(コレクションから取り出した項目)
=-=-=-=-=

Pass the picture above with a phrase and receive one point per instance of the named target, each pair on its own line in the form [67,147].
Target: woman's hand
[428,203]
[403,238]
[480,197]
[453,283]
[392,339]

=-=-=-=-=

### 指示と条件
上の一覧から、「each」という文字列を含む行をすべて抽出してください。大文字と小文字は区別します。

### 回答
Pass the picture above with a phrase and receive one point per instance of the named target, each pair on its own line in the form [67,147].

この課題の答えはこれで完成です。